Comparisons to the HIPAA privacy rule must be made on a provision-by-provision basis, not on the basis of entire laws. And doing such an extensive comparison once is insufficient, since there is nothing in the federal privacy rule that prevents states from passing new laws or revising old ones.

Under the privacy rule, a provision “relates to” PHI if it has the specific purpose of protecting the privacy of health information or affects the privacy of health information in a direct, clear and substantial way. An example of a law “relating to” PHI is a domestic violence law that requires a victim to sign a waiver before a domestic violence counselor can disclose confidential communications by that person.

As the next step in a preemption analysis, the relevant provisions of state law must be compared with provisions of the federal privacy rule to find out if they are “contrary” to the HIPAA provisions. A provision is “contrary” to the privacy rule if a provider would find it impossible to comply with both the state and federal requirements, or if the provision of state law stands as an obstacle to accomplishing the full purposes and objectives of the privacy rule. For example, if the federal privacy rule requires patient consent before certain information is disclosed, but the state law permits that information to be disclosed without consent, then the state law would be contrary to the privacy rule. Not only would it be impossible for a provider to comply with both laws, but the state law provision also would be an obstacle to the consumer protection objectives of the HIPAA privacy rule.

_PROVIDED RECORDS_:
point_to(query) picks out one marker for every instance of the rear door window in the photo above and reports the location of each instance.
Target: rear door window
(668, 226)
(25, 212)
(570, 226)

_WHAT TO DO_:
1. Answer these from the HIPAA preemption text:
(a) On what basis must comparisons to the HIPAA privacy rule be made?
(b) What law does the text give as an example of a law "relating to" PHI?
(c) Under what two conditions is a provision of state law "contrary" to the privacy rule?
2. Quote the HIPAA preemption text starting at "As the next" and ending at "HIPAA privacy rule.".

_RESPONSES TO THE TASKS_:
1.
(a) On a provision-by-provision basis, not on the basis of entire laws.
(b) A domestic violence law that requires a victim to sign a waiver before a domestic violence counselor can disclose confidential communications by that person.
(c) When a provider would find it impossible to comply with both the state and federal requirements, or when the provision stands as an obstacle to accomplishing the full purposes and objectives of the privacy rule.

2.
As the next step in a preemption analysis, the relevant provisions of state law must be compared with provisions of the federal privacy rule to find out if they are “contrary” to the HIPAA provisions. A provision is “contrary” to the privacy rule if a provider would find it impossible to comply with both the state and federal requirements, or if the provision of state law stands as an obstacle to accomplishing the full purposes and objectives of the privacy rule. For example, if the federal privacy rule requires patient consent before certain information is disclosed, but the state law permits that information to be disclosed without consent, then the state law would be contrary to the privacy rule. Not only would it be impossible for a provider to comply with both laws, but the state law provision also would be an obstacle to the consumer protection objectives of the HIPAA privacy rule.